[[ Dataset records, beginning ]]

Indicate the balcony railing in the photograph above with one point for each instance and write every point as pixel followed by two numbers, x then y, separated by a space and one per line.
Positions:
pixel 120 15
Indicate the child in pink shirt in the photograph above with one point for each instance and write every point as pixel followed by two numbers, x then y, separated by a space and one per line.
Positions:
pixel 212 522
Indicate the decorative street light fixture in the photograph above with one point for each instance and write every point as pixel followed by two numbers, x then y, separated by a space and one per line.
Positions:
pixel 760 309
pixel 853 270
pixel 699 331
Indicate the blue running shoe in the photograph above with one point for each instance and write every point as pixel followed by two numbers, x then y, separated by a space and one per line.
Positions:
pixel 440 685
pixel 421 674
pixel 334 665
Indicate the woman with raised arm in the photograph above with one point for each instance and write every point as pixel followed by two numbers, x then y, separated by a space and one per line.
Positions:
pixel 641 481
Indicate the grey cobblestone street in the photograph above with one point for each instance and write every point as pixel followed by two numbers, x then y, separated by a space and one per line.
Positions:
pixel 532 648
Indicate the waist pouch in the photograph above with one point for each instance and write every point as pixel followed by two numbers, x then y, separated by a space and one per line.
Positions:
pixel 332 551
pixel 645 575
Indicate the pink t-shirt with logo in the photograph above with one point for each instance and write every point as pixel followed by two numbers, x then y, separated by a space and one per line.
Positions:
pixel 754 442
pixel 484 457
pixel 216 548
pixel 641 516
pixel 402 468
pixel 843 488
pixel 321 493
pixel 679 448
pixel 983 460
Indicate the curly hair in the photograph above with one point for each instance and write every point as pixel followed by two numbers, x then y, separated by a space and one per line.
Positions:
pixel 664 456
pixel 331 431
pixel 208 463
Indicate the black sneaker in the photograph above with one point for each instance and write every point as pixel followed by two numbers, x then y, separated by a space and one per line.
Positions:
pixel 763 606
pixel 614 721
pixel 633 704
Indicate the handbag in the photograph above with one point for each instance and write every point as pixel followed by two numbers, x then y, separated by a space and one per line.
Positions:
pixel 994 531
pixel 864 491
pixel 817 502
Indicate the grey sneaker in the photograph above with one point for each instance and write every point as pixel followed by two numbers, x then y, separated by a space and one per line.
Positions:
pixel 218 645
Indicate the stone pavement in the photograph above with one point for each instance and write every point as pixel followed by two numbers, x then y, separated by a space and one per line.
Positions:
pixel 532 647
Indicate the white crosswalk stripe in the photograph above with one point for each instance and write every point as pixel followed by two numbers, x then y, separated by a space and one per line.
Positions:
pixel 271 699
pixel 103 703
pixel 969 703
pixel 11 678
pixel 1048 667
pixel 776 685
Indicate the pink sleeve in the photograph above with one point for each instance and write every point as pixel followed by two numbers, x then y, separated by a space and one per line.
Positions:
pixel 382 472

[[ Dataset records, end ]]

[What is being asked] Output every line of the listing exactly as written.

[Output of the task]
Indicate the balcony railing in the photograph above with one point for each instance and write every point as pixel followed by two numbers, x then y, separated by a space and one per line.
Positions:
pixel 120 15
Indicate the child in pink shirt in the photograph above with one point for each instance and write every point as pixel followed by two numbers, x then y, separated by a space and one per line.
Positions:
pixel 212 522
Indicate the decorative street light fixture in the photograph above with one point for each instance and write every point as pixel followed by two numbers, x then y, separated by a space and one per line.
Positions:
pixel 760 309
pixel 853 270
pixel 699 331
Indicate the blue running shoe in the photograph above with one point for each instance and write every point as pixel followed by two numbers, x then y, separated by a space and one per line.
Positions:
pixel 440 685
pixel 421 674
pixel 334 665
Indicate the woman with raised arm in the photograph above with one point for each instance and write every point as pixel followed by two numbers, x then y, separated by a space and one per line.
Positions:
pixel 641 481
Indicate the grey cobblestone street in the photograph above with one point for each instance and write every point as pixel followed by two numbers, x then y, separated by a space and one per line.
Positions:
pixel 532 648
Indicate the waist pouch in the photograph above with one point for each instance and write every point as pixel followed by two numbers, x then y, separated by a space and one per line.
Positions:
pixel 332 551
pixel 645 575
Indicate the pink t-shirt with logo in the photograph above with one point for each instance and write every point as pixel followed by two numbers, x then y, separated by a space and one per line.
Positions:
pixel 754 442
pixel 484 457
pixel 216 548
pixel 641 516
pixel 402 468
pixel 843 488
pixel 321 493
pixel 679 448
pixel 983 460
Indicate the curly hair in the photograph above with one point for each instance and write every point as pixel followed by two numbers, x then y, separated by a space and one per line.
Positions:
pixel 664 456
pixel 331 431
pixel 208 463
Indicate the black sneaker in the photograph above with one point for each instance and write every point as pixel followed by two numbers, x then y, separated by a space and one per line.
Positions:
pixel 763 606
pixel 614 721
pixel 633 704
Indicate the handbag in the photograph above with one point for each instance and write every point as pixel followed by two numbers, x then y, separated by a space and one per line.
Positions:
pixel 994 531
pixel 864 491
pixel 817 502
Indicate the grey sneaker in the photograph above with one point for each instance and write every point as pixel followed by two numbers, x then y, separated by a space and one per line.
Positions:
pixel 218 645
Indicate the stone pavement in the photograph above with one point for each instance and write every point as pixel followed by two numbers, x then y, separated by a space and one per line.
Positions:
pixel 532 647
Indicate the white crosswalk stripe in the photograph above with one point for each instance and write every point as pixel followed by two numbers, x then y, separated by a space and one per line.
Positions:
pixel 271 699
pixel 103 703
pixel 969 703
pixel 11 678
pixel 1048 667
pixel 776 685
Indicate the pink sleeve in the photograph above with one point for each instance and write every point as pixel followed by two numbers, x then y, separated by a space and one per line.
Positions:
pixel 382 472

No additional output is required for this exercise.